* _BRIEF_:
Select and copy each line in the records below that contains the string "railing". The match is case-sensitive.

* _RECORDED INFORMATION_:
/---

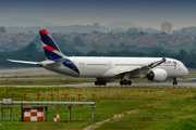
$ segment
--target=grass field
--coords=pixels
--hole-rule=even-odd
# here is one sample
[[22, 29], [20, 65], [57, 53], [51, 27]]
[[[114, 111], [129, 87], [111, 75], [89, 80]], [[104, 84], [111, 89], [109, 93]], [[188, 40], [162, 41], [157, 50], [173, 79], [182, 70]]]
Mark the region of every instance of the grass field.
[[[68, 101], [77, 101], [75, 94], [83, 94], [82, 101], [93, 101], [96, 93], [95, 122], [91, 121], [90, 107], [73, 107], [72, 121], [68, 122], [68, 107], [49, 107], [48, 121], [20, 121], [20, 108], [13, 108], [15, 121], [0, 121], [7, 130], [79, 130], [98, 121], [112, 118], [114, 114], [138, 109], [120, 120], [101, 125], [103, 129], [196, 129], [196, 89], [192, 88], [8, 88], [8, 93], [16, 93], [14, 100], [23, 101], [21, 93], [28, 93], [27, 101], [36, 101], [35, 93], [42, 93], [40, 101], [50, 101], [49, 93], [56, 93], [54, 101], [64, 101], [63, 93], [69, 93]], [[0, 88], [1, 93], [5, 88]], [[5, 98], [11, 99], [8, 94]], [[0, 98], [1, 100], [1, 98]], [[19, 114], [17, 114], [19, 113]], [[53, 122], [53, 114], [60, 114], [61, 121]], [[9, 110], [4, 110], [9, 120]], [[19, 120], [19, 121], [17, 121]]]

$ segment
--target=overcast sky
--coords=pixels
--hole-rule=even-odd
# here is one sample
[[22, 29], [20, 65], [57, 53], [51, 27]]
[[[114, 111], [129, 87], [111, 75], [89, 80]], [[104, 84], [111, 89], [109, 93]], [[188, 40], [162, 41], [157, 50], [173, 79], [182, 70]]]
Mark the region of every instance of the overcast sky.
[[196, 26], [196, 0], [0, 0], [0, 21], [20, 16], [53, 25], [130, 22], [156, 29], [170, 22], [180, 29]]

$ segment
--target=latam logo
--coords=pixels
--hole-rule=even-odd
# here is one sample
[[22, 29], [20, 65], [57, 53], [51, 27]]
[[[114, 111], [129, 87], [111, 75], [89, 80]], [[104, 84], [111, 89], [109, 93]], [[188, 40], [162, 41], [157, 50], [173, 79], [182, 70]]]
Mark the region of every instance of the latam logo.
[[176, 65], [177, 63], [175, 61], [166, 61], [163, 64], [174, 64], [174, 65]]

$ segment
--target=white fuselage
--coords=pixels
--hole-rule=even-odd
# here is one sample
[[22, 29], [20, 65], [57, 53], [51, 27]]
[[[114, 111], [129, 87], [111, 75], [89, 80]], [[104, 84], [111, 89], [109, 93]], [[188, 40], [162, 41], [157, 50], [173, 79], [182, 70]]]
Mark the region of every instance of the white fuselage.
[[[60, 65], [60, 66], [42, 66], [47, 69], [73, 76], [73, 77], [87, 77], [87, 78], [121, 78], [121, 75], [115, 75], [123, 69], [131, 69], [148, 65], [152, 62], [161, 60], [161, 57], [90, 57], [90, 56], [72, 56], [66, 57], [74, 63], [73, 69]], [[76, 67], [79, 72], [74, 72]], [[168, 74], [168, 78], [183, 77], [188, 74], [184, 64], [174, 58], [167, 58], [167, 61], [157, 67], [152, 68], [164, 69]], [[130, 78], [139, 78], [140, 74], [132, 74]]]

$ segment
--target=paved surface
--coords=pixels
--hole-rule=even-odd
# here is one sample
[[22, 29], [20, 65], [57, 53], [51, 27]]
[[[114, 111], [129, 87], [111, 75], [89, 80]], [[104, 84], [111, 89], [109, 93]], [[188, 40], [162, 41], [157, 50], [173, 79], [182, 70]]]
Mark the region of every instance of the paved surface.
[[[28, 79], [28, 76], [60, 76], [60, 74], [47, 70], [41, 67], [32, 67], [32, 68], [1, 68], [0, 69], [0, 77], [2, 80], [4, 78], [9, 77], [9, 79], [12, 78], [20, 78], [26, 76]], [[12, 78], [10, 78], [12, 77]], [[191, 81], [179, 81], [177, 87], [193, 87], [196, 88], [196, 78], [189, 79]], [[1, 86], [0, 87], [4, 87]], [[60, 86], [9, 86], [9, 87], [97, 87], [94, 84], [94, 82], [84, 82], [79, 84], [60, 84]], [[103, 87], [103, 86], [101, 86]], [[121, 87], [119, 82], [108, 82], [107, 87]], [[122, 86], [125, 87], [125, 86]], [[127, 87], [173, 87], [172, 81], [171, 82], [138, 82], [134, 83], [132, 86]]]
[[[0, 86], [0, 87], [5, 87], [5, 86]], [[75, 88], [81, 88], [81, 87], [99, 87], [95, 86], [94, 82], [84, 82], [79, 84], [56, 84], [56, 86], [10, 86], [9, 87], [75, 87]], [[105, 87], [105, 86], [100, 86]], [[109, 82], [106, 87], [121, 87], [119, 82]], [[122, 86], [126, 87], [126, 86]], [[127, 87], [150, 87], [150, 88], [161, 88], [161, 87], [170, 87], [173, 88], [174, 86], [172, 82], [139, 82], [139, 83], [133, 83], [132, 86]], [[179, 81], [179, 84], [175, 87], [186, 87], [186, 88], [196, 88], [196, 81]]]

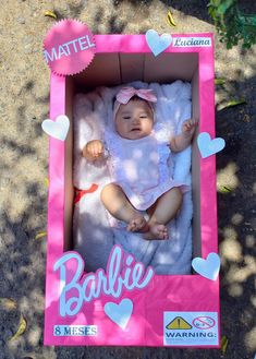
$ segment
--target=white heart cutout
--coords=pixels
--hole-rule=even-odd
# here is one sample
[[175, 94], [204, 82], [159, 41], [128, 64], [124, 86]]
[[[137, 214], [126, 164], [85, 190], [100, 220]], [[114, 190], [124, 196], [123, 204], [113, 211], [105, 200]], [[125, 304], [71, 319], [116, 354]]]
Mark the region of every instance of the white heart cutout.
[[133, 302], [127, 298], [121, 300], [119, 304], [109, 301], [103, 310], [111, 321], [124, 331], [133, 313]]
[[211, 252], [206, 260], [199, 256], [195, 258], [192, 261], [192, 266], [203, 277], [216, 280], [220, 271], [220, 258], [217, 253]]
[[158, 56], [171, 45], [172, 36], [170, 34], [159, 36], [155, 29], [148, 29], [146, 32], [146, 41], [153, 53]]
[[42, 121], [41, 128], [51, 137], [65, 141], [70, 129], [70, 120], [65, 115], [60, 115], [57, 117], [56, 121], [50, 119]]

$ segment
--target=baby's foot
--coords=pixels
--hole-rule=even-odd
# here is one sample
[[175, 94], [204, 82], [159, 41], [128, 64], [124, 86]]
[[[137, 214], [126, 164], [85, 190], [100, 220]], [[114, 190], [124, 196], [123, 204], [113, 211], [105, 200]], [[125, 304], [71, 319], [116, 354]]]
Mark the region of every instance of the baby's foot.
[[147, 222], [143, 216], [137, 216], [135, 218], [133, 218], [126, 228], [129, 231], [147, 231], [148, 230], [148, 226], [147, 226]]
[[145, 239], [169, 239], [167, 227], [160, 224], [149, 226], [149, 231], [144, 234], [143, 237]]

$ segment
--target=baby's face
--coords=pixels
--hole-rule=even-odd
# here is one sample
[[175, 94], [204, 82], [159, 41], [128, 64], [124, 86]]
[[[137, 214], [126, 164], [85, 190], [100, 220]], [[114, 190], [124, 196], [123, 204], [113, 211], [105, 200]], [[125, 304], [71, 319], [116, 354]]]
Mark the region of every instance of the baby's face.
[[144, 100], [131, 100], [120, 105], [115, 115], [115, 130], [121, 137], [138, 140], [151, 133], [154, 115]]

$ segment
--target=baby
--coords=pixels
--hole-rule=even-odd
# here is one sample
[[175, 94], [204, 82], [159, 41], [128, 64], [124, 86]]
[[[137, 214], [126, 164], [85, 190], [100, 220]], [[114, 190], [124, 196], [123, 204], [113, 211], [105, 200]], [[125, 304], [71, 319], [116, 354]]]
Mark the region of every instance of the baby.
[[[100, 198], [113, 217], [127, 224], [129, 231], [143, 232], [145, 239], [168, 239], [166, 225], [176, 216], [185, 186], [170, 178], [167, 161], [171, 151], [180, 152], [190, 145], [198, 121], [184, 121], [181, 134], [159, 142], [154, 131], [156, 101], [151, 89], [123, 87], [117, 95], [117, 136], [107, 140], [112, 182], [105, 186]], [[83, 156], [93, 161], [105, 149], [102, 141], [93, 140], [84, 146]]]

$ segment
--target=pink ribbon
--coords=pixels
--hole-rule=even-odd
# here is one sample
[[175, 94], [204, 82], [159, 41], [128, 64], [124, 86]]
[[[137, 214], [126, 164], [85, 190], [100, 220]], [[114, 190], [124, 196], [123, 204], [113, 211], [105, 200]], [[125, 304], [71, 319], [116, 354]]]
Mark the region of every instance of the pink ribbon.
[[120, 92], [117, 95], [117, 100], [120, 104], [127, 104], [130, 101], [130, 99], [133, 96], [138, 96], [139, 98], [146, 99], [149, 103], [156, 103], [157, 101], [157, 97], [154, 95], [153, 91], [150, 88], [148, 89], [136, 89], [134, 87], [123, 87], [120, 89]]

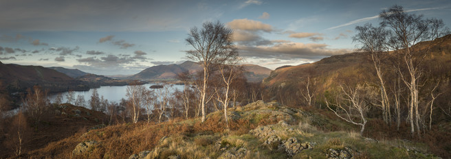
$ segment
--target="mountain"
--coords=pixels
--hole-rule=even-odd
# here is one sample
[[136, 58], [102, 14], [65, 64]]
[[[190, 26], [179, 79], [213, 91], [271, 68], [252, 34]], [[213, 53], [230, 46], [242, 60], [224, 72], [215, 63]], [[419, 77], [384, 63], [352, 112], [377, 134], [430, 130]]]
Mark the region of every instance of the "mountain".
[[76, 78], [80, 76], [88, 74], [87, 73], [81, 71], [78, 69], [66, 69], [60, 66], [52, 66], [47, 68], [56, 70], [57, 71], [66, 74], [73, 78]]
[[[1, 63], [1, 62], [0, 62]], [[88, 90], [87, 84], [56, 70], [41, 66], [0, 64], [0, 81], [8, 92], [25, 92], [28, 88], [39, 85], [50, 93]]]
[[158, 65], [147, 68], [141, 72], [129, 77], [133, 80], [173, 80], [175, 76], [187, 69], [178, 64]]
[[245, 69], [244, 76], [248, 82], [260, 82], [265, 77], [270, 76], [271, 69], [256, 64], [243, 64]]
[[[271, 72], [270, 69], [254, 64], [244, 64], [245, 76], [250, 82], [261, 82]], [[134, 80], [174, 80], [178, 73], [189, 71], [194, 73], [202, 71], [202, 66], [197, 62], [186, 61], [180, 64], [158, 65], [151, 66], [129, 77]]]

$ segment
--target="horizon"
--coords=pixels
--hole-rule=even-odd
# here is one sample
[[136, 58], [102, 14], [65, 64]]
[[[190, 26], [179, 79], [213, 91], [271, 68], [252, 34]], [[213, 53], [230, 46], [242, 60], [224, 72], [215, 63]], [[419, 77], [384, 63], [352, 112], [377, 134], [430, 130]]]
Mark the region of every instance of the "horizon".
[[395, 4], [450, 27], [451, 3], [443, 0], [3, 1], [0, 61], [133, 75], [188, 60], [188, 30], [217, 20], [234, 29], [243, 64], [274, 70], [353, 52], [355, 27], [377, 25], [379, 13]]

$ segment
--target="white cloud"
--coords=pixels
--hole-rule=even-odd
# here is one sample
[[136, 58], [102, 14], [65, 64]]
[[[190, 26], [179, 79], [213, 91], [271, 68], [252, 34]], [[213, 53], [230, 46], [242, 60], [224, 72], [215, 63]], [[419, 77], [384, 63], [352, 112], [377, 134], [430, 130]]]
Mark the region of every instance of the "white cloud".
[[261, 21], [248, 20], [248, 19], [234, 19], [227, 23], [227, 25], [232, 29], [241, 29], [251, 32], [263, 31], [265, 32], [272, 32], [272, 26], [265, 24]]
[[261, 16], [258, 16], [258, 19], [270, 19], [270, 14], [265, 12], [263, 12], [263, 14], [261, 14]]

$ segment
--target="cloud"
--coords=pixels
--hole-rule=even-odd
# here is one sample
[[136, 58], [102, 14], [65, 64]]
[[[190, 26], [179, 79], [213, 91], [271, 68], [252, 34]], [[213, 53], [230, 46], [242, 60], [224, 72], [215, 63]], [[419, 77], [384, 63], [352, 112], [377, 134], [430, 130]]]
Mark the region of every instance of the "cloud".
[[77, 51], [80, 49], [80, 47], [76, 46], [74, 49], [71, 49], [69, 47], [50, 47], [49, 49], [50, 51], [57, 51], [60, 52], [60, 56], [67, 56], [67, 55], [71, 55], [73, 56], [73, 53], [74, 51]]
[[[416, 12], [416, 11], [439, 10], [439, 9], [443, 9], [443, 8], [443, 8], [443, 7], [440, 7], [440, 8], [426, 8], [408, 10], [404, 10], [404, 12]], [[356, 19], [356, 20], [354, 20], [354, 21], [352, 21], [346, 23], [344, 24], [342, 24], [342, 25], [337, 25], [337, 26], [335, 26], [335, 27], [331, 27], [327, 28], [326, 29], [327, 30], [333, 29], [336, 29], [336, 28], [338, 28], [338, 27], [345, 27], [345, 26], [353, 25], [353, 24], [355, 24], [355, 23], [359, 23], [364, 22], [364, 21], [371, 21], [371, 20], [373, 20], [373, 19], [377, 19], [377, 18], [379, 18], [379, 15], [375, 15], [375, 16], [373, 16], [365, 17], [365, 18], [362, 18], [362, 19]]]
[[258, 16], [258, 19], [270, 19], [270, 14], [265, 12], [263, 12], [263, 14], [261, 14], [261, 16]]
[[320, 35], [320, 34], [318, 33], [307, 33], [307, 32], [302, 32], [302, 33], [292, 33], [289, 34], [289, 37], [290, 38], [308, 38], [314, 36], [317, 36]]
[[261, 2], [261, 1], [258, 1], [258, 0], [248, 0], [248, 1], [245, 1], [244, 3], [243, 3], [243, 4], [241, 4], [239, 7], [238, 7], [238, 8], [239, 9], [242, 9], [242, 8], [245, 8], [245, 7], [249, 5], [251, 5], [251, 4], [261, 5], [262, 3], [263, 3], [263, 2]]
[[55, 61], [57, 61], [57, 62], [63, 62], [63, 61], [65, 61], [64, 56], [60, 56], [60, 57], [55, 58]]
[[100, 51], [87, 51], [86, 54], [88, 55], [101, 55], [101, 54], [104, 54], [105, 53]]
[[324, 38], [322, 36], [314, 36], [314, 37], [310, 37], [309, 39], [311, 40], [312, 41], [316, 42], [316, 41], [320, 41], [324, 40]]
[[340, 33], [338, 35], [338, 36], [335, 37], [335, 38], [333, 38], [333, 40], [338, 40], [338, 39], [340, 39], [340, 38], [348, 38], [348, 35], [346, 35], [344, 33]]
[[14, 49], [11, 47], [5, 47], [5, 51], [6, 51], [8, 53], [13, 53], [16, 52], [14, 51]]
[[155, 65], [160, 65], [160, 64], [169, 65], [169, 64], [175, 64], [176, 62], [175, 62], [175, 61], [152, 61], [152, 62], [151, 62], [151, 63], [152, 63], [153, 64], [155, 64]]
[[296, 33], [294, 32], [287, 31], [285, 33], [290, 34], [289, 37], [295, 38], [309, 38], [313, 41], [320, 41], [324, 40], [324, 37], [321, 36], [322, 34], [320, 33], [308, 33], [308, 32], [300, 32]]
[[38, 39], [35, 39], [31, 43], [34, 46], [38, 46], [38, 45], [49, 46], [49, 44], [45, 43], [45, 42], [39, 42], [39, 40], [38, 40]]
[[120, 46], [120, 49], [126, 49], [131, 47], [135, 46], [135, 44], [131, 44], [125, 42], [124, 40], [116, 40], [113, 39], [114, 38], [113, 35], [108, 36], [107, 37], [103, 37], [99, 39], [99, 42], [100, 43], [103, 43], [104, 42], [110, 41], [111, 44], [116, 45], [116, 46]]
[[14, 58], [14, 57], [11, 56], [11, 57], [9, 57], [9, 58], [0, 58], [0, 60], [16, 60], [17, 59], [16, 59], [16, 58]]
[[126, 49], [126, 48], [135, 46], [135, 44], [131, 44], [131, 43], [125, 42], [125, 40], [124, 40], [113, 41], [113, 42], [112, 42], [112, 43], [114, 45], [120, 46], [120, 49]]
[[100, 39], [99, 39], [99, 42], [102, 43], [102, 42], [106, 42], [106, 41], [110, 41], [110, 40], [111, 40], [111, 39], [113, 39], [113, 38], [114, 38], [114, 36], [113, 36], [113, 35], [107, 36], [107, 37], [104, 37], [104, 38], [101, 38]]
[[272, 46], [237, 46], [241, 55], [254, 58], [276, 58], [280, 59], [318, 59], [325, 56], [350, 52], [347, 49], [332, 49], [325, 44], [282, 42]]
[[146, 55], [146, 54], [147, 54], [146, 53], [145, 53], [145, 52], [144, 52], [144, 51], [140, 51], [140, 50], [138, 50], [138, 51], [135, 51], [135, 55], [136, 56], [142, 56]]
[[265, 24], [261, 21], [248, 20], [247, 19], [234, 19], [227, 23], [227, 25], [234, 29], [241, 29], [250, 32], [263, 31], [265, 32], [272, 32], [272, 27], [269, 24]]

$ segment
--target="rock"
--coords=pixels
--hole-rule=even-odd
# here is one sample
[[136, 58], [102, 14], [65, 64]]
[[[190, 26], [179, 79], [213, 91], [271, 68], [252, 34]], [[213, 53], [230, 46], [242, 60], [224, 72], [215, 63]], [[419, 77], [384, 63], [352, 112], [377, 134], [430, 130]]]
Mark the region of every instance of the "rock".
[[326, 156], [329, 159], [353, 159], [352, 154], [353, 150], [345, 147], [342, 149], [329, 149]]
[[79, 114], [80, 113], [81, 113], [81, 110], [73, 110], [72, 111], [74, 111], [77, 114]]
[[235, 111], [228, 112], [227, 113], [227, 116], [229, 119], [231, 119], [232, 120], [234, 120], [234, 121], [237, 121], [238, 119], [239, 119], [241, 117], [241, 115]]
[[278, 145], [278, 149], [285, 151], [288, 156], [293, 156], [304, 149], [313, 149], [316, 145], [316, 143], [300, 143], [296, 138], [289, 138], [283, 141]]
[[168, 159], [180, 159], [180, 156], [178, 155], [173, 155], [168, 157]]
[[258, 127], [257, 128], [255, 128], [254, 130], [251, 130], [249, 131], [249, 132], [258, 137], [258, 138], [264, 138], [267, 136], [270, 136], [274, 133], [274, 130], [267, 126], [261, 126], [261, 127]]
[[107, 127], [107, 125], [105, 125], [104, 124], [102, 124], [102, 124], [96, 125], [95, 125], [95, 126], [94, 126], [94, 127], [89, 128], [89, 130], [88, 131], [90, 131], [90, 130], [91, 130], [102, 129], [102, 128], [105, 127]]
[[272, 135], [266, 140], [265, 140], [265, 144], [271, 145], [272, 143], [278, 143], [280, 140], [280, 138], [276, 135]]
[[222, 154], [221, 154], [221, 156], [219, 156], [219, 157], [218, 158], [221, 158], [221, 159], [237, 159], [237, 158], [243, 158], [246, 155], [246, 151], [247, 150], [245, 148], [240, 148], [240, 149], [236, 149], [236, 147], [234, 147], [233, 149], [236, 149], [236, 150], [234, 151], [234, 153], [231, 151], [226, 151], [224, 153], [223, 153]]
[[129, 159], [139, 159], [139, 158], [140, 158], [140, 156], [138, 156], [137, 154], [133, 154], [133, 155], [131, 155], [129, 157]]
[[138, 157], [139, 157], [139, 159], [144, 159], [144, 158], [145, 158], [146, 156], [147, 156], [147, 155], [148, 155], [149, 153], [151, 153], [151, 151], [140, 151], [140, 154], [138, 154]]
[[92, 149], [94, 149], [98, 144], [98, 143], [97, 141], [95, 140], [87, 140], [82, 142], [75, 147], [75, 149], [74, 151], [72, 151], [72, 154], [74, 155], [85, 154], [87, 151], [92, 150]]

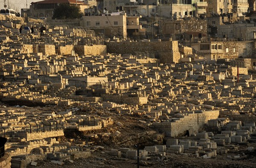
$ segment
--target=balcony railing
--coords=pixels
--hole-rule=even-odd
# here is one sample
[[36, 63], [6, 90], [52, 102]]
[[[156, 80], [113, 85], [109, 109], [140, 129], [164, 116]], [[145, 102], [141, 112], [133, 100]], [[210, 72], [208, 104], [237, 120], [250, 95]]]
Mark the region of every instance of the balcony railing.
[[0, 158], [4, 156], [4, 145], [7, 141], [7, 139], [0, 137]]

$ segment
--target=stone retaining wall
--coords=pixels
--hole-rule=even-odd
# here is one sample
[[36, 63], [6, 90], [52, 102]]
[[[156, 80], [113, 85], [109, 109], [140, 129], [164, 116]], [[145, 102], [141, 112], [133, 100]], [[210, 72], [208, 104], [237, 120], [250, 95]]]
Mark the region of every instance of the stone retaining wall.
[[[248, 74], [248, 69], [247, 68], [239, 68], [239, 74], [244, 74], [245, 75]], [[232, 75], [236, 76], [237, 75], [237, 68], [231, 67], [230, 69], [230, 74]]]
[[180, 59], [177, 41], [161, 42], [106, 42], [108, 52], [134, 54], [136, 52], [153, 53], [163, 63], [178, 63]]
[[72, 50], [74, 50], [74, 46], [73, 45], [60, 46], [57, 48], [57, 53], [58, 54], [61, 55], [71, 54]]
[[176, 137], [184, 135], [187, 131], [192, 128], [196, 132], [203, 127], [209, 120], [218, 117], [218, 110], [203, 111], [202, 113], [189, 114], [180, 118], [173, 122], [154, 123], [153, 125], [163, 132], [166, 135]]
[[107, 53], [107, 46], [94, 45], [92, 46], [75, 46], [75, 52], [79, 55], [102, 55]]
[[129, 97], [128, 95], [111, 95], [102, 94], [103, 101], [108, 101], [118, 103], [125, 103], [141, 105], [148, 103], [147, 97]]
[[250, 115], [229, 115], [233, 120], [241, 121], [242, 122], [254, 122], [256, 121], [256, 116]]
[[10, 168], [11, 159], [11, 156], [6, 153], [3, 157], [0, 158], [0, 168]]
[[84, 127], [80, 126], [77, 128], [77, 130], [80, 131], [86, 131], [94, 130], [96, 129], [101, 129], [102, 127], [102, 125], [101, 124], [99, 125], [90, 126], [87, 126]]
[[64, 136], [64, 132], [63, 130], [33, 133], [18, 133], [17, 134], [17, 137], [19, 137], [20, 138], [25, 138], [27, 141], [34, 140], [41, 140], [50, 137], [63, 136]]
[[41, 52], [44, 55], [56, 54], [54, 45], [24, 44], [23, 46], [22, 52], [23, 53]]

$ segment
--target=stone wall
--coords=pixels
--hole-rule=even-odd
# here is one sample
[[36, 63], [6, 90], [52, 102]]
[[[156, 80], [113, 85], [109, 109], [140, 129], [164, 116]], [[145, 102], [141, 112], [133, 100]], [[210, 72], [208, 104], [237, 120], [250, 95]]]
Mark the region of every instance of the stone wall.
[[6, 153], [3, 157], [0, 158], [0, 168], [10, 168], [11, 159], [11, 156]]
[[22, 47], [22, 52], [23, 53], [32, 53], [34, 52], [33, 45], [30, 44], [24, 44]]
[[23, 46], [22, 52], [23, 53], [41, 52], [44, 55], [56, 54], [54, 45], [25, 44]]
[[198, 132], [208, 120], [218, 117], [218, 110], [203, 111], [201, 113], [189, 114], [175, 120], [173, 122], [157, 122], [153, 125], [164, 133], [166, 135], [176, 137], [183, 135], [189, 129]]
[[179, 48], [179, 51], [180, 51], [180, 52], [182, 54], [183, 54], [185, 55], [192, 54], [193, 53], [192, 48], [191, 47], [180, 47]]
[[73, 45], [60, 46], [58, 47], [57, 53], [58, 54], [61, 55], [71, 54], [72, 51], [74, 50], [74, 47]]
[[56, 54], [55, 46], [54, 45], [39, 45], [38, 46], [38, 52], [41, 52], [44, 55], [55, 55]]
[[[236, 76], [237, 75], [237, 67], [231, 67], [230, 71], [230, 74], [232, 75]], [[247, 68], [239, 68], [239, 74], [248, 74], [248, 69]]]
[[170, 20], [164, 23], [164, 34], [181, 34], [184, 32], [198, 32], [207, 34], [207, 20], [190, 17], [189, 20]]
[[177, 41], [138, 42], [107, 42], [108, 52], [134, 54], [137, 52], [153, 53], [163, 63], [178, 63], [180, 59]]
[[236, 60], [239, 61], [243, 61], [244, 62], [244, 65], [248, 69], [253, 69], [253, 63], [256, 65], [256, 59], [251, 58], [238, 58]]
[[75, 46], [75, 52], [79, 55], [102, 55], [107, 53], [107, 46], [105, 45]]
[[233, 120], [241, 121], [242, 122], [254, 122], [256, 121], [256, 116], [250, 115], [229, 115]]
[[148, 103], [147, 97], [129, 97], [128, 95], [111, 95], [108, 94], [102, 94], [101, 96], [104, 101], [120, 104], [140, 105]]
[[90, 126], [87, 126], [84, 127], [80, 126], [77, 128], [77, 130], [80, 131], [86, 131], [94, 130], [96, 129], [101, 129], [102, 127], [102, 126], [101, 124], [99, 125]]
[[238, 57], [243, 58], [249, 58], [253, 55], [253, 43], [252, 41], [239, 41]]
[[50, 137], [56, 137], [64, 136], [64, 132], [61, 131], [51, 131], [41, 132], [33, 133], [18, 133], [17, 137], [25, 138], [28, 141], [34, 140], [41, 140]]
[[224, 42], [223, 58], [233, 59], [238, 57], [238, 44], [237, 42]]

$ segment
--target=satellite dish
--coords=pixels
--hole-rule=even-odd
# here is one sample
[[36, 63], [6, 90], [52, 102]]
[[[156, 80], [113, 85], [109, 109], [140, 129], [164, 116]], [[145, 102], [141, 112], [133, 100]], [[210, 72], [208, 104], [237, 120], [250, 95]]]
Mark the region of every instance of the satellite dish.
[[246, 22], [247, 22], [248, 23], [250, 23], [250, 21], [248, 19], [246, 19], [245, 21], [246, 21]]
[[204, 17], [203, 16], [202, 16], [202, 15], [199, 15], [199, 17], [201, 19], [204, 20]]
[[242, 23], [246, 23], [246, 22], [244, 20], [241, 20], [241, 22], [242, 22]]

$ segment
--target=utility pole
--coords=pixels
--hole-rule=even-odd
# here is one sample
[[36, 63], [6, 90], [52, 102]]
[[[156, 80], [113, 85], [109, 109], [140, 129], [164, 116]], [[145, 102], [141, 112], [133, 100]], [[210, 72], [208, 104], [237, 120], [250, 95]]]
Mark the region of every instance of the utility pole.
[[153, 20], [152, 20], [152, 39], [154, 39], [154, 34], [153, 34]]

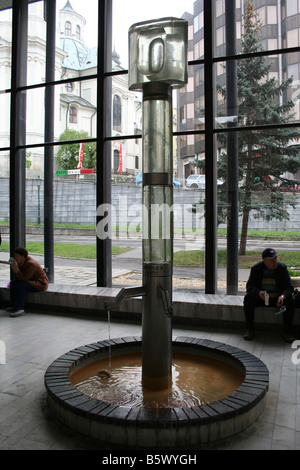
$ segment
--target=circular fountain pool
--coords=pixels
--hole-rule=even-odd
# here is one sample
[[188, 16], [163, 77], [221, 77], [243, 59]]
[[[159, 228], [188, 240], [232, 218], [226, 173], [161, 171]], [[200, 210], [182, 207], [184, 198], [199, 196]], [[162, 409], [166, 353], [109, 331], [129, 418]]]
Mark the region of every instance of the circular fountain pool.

\---

* _REPLY TO THE EXERCISE_:
--target=balcony railing
Mark the region of every instance of the balcony railing.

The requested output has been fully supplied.